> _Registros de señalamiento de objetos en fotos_
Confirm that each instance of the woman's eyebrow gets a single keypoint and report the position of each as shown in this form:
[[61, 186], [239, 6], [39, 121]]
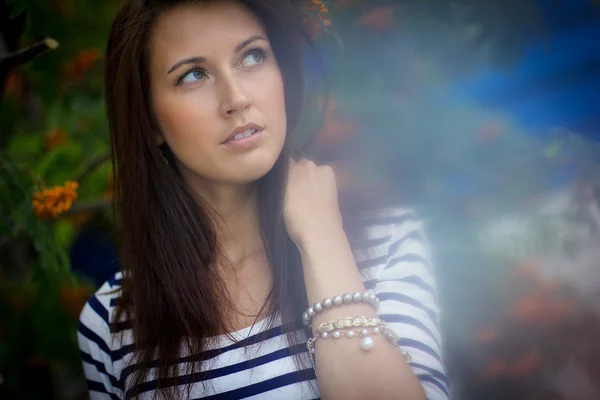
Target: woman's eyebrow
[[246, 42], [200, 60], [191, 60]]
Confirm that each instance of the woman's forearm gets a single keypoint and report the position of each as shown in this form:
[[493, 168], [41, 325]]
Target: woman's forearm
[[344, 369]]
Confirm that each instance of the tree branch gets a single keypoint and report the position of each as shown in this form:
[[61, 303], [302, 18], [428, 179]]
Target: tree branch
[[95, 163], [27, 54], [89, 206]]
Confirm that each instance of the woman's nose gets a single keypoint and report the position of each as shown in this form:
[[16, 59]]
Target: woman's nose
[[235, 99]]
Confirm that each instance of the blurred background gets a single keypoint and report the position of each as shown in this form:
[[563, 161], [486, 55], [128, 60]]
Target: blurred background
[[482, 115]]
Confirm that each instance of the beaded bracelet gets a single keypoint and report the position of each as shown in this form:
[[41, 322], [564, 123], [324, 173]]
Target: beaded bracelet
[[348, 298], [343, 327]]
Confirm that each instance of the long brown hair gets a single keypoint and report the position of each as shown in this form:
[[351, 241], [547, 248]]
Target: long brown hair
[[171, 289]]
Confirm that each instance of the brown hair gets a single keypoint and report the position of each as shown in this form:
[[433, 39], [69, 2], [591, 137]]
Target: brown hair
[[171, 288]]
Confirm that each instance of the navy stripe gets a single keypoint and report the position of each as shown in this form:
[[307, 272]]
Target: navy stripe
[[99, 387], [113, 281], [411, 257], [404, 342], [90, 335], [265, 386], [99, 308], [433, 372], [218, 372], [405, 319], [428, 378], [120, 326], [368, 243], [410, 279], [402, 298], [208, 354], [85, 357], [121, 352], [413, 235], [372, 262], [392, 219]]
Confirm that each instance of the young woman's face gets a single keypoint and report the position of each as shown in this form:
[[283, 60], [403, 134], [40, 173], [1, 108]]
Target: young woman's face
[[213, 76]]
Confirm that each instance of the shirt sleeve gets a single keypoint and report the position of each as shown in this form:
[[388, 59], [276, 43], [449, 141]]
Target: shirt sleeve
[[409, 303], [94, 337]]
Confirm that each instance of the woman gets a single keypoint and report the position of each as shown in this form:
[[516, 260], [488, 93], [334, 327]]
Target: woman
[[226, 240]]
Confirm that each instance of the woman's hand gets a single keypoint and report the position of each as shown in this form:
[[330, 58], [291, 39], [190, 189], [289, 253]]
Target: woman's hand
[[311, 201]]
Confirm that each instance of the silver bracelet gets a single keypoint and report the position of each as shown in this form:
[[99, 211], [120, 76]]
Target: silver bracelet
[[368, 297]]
---
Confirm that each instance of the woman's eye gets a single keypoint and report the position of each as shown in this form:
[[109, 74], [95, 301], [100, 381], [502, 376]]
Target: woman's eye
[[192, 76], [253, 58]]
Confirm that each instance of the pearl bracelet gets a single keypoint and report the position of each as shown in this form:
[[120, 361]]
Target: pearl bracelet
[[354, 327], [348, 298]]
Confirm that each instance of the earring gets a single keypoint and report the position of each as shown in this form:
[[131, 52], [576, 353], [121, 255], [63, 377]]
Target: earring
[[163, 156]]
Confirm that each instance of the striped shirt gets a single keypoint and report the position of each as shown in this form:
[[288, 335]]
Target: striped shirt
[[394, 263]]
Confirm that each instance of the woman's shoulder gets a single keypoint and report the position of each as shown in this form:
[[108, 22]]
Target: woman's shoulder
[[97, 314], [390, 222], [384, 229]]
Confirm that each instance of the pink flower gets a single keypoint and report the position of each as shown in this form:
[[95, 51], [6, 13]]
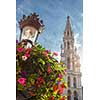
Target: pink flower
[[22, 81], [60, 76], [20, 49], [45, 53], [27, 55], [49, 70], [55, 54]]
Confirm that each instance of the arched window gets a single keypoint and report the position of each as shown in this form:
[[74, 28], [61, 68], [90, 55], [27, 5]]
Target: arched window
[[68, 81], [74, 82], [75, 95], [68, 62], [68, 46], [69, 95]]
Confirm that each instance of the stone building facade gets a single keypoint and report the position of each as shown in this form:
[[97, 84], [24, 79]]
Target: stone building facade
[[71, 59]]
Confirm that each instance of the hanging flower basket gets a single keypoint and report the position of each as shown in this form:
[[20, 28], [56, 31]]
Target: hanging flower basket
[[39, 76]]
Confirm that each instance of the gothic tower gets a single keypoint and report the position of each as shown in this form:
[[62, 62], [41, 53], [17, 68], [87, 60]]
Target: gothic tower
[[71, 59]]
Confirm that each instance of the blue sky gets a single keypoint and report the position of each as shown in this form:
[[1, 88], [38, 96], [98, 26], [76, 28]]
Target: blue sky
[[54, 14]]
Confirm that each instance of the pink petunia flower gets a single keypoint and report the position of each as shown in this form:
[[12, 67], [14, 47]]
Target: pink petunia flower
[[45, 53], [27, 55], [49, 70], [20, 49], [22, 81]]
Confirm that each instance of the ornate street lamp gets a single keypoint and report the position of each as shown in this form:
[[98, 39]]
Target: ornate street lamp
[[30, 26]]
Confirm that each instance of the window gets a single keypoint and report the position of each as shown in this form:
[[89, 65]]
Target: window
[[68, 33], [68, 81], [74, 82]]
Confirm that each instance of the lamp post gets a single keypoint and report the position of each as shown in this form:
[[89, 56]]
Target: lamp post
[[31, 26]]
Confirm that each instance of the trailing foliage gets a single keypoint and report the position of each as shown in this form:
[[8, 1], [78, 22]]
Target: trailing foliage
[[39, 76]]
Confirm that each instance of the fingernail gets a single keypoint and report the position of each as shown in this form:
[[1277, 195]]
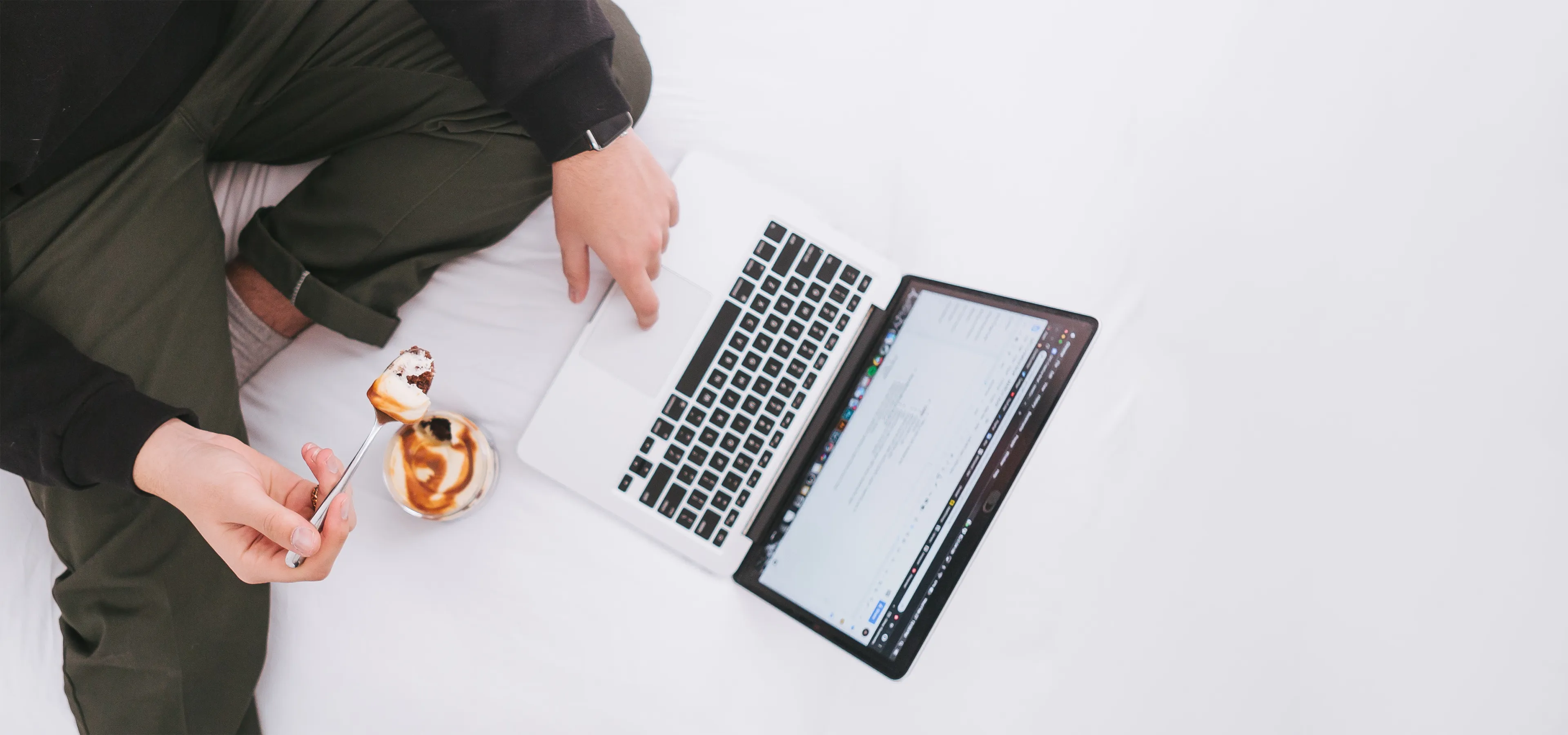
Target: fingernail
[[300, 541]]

> _Ejercicio_
Cita literalmente las líneas que van desde la que contiene "Confirm that each instance of the woman's nose" hasta la que contiene "[[311, 201]]", ambas incluidas.

> _Resultado_
Confirm that each instance of the woman's nose gets a single keypoint and report the position of each as shown in this form:
[[16, 59]]
Target: woman's nose
[[235, 99]]
Confirm that each instance of the blurred background gets a single keypoint and report the position of each as shown in this form:
[[563, 161], [486, 55], [128, 60]]
Target: blurred background
[[482, 115]]
Confirm that each instance of the beaded bracelet gets a single keypoint and report the position of each as shown in this form:
[[41, 322], [564, 123], [324, 173]]
Target: beaded bracelet
[[348, 298], [343, 327]]
Confirm that each instance of the long brown hair gets a single keypoint and report the position of each as shown in this form:
[[351, 241], [547, 248]]
Target: long brown hair
[[171, 289]]
Confirm that each instance of the brown hair gets a single keypoint and report the position of each as shown in this form:
[[433, 39], [69, 2], [591, 137]]
Target: brown hair
[[171, 288]]
Confirm that each instance of the navy stripe gets a single keypoint and report the position of each as shown in this form:
[[307, 272]]
Target: navy stripe
[[99, 387], [113, 281], [411, 257], [404, 342], [90, 335], [265, 386], [99, 308], [433, 372], [218, 372], [405, 319], [428, 378], [120, 326], [368, 243], [410, 279], [402, 298], [208, 354], [85, 357], [121, 352], [413, 235], [372, 262], [392, 219]]
Confirm that each instance of the young woman's face gets a single keypoint and report the position of each as shown in this form:
[[283, 60], [403, 134], [40, 173], [1, 108]]
Target: young woman's face
[[213, 76]]
Confirm that each instance of the shirt sleeve gets a single keypoint and report the position of each as shown in this form:
[[388, 59], [276, 43], [449, 141]]
Target: shirt sleeve
[[409, 303], [94, 337]]
Confirm that each instance of the woman gets a single keypoint and report the position of each as shown in this form:
[[516, 260], [488, 93], [334, 327]]
Target: woman
[[226, 240]]
Confirm that each instance of the woman's hand gets a single keypoint and report the position of each as shown in this form:
[[330, 58], [291, 39], [190, 189], [289, 253]]
Target: woman's hand
[[311, 201]]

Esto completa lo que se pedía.